**AIM:** Repeat every line of the material, character for character.

━━━ RECORDS

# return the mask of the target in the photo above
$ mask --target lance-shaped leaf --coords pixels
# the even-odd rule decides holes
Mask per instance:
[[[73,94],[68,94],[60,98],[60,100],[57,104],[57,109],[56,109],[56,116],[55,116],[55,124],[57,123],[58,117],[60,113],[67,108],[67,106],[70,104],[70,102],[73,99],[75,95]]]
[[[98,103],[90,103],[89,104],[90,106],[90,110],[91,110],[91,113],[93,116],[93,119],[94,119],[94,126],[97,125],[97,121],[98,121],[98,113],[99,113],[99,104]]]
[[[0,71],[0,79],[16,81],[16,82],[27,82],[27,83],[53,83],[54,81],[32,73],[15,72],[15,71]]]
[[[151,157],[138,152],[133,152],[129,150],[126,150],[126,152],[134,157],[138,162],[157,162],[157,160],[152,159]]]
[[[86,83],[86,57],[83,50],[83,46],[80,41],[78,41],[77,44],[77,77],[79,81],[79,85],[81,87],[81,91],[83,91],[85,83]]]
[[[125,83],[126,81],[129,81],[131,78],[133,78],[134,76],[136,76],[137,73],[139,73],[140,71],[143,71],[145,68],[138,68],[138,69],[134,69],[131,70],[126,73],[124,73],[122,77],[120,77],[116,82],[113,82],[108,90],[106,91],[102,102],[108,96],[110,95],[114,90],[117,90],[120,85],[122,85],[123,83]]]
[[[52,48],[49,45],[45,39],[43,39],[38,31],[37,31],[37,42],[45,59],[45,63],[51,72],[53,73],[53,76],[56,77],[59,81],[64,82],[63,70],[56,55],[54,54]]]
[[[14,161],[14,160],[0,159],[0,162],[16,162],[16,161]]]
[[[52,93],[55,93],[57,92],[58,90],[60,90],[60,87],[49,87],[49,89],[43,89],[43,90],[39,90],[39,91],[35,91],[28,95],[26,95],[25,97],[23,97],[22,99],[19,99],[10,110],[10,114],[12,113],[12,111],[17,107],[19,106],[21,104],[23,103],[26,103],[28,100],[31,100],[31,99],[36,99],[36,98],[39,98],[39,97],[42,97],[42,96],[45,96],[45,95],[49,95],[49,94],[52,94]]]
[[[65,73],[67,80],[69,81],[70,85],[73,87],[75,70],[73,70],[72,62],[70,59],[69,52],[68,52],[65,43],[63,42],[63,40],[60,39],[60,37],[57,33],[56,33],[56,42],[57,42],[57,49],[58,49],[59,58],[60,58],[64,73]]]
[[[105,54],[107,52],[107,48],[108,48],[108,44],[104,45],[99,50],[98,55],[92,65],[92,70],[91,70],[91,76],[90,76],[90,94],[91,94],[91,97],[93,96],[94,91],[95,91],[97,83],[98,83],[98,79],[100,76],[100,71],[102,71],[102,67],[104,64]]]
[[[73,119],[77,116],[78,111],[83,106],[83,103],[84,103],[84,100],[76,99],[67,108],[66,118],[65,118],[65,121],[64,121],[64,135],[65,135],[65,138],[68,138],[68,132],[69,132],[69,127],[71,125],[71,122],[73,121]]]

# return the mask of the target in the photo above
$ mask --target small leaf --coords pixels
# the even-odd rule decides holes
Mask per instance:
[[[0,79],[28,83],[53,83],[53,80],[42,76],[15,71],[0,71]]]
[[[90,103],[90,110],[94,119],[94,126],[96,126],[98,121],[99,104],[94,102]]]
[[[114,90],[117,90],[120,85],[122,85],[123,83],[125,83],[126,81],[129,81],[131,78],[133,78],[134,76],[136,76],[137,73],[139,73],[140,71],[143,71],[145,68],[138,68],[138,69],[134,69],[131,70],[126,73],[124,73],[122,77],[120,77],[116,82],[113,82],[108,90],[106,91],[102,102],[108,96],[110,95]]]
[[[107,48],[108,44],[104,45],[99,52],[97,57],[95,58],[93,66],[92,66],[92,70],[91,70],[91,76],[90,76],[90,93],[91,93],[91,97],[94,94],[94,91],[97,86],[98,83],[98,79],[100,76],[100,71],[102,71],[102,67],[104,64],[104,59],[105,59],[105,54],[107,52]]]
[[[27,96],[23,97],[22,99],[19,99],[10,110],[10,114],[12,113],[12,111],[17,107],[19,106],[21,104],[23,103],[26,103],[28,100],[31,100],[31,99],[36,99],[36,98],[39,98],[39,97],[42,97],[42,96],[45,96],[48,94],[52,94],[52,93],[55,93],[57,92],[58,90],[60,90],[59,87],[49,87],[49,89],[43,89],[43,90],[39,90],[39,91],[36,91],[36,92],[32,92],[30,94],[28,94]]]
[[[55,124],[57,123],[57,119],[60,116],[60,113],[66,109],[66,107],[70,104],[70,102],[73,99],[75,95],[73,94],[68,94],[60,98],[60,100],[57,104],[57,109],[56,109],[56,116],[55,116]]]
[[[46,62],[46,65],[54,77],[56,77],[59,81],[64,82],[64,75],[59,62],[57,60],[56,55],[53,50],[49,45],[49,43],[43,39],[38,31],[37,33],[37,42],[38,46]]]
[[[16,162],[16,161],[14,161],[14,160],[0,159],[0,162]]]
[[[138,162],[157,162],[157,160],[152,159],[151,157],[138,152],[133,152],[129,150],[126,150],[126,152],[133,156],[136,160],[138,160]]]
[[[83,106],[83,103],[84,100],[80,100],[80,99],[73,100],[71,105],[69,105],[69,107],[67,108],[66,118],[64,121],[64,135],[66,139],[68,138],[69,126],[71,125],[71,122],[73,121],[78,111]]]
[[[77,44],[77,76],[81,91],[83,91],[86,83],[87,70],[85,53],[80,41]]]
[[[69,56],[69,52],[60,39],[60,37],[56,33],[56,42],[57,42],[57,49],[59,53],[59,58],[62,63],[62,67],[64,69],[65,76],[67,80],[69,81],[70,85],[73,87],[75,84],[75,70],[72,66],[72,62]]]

━━━━━━

**RESULT OF THIS EXERCISE:**
# return the mask of the target in the photo above
$ mask --target lance-shaped leaf --coords pixels
# the even-odd rule decides holes
Mask per instance:
[[[73,94],[68,94],[60,98],[60,100],[57,104],[57,109],[56,109],[56,116],[55,116],[55,124],[57,123],[58,117],[60,113],[67,108],[67,106],[70,104],[70,102],[73,99],[75,95]]]
[[[98,103],[90,103],[89,104],[90,106],[90,110],[91,110],[91,113],[93,116],[93,119],[94,119],[94,126],[97,125],[97,121],[98,121],[98,113],[99,113],[99,104]]]
[[[0,71],[0,79],[16,81],[16,82],[27,82],[27,83],[53,83],[54,81],[32,73],[15,72],[15,71]]]
[[[151,157],[138,152],[133,152],[129,150],[126,150],[126,152],[134,157],[138,162],[157,162],[157,160],[152,159]]]
[[[86,83],[86,57],[83,50],[83,46],[80,41],[78,41],[77,44],[77,77],[79,81],[79,85],[81,87],[81,91],[83,91],[85,83]]]
[[[125,83],[126,81],[129,81],[131,78],[133,78],[134,76],[136,76],[137,73],[139,73],[140,71],[143,71],[145,68],[138,68],[138,69],[134,69],[131,70],[126,73],[124,73],[122,77],[120,77],[116,82],[113,82],[108,90],[106,91],[102,102],[108,96],[110,95],[114,90],[117,90],[120,85],[122,85],[123,83]]]
[[[52,48],[49,45],[45,39],[43,39],[38,31],[37,31],[37,42],[45,59],[45,63],[51,72],[53,73],[53,76],[56,77],[59,81],[64,82],[63,70],[56,55],[54,54]]]
[[[14,161],[14,160],[0,159],[0,162],[16,162],[16,161]]]
[[[52,93],[55,93],[57,92],[58,90],[60,90],[60,87],[49,87],[49,89],[43,89],[43,90],[39,90],[39,91],[35,91],[28,95],[26,95],[25,97],[23,97],[22,99],[19,99],[10,110],[10,114],[12,113],[12,111],[17,107],[19,106],[21,104],[23,103],[26,103],[28,100],[31,100],[31,99],[36,99],[36,98],[39,98],[39,97],[42,97],[42,96],[45,96],[45,95],[49,95],[49,94],[52,94]]]
[[[65,73],[67,80],[69,81],[70,85],[73,87],[75,70],[73,70],[72,62],[70,59],[69,52],[68,52],[65,43],[63,42],[63,40],[60,39],[60,37],[57,33],[56,33],[56,42],[57,42],[57,49],[58,49],[59,58],[60,58],[64,73]]]
[[[105,54],[107,52],[107,48],[108,48],[108,44],[104,45],[99,50],[98,55],[92,65],[92,70],[91,70],[91,76],[90,76],[90,94],[91,94],[91,97],[93,96],[94,91],[95,91],[97,83],[98,83],[98,79],[100,76],[100,71],[102,71],[102,67],[104,64]]]
[[[73,119],[77,116],[78,111],[83,106],[83,103],[84,103],[84,100],[76,99],[67,108],[66,118],[65,118],[65,121],[64,121],[64,135],[65,135],[65,138],[68,138],[68,132],[69,132],[69,127],[71,125],[71,122],[73,121]]]

# return the mask of the target in the photo above
$ mask --target small leaf --coords pixels
# the even-odd rule decides holes
Mask per instance:
[[[0,79],[28,83],[53,83],[53,80],[42,76],[15,71],[0,71]]]
[[[90,103],[90,110],[94,119],[94,126],[96,126],[98,121],[99,104],[94,102]]]
[[[114,90],[117,90],[120,85],[122,85],[123,83],[125,83],[126,81],[129,81],[131,78],[133,78],[134,76],[136,76],[137,73],[139,73],[140,71],[143,71],[145,68],[138,68],[138,69],[134,69],[131,70],[126,73],[124,73],[122,77],[120,77],[116,82],[113,82],[108,90],[106,91],[102,102],[108,96],[110,95]]]
[[[107,48],[108,44],[104,45],[99,52],[97,57],[95,58],[93,66],[92,66],[92,70],[91,70],[91,76],[90,76],[90,93],[91,93],[91,97],[94,94],[94,91],[97,86],[98,83],[98,79],[100,76],[100,71],[102,71],[102,67],[104,64],[104,59],[105,59],[105,54],[107,52]]]
[[[27,96],[23,97],[22,99],[19,99],[10,110],[10,114],[12,113],[12,111],[17,107],[19,106],[21,104],[23,103],[26,103],[28,100],[31,100],[31,99],[36,99],[36,98],[39,98],[39,97],[42,97],[42,96],[45,96],[48,94],[52,94],[52,93],[55,93],[57,92],[58,90],[60,90],[59,87],[49,87],[49,89],[43,89],[43,90],[39,90],[39,91],[36,91],[36,92],[32,92],[30,94],[28,94]]]
[[[55,124],[57,123],[57,119],[60,116],[60,113],[66,109],[66,107],[70,104],[70,102],[73,99],[75,95],[73,94],[68,94],[60,98],[60,100],[57,104],[57,109],[56,109],[56,116],[55,116]]]
[[[46,62],[46,65],[54,77],[56,77],[59,81],[64,82],[64,75],[59,62],[57,60],[56,55],[53,50],[49,45],[49,43],[43,39],[38,31],[37,33],[37,42],[38,46]]]
[[[16,162],[16,161],[14,161],[14,160],[0,159],[0,162]]]
[[[138,162],[157,162],[157,160],[152,159],[151,157],[138,152],[133,152],[129,150],[126,150],[126,152],[133,156],[136,160],[138,160]]]
[[[83,106],[83,103],[84,100],[80,100],[80,99],[73,100],[71,105],[69,105],[69,107],[67,108],[66,118],[64,121],[64,135],[66,139],[68,138],[69,126],[71,125],[71,122],[73,121],[78,111]]]
[[[77,44],[77,76],[81,91],[83,91],[86,83],[87,70],[85,53],[80,41]]]
[[[69,56],[69,52],[60,39],[60,37],[56,33],[56,42],[57,42],[57,49],[59,53],[59,58],[62,63],[62,67],[64,69],[65,76],[67,80],[69,81],[70,85],[73,87],[75,84],[75,70],[72,66],[72,62]]]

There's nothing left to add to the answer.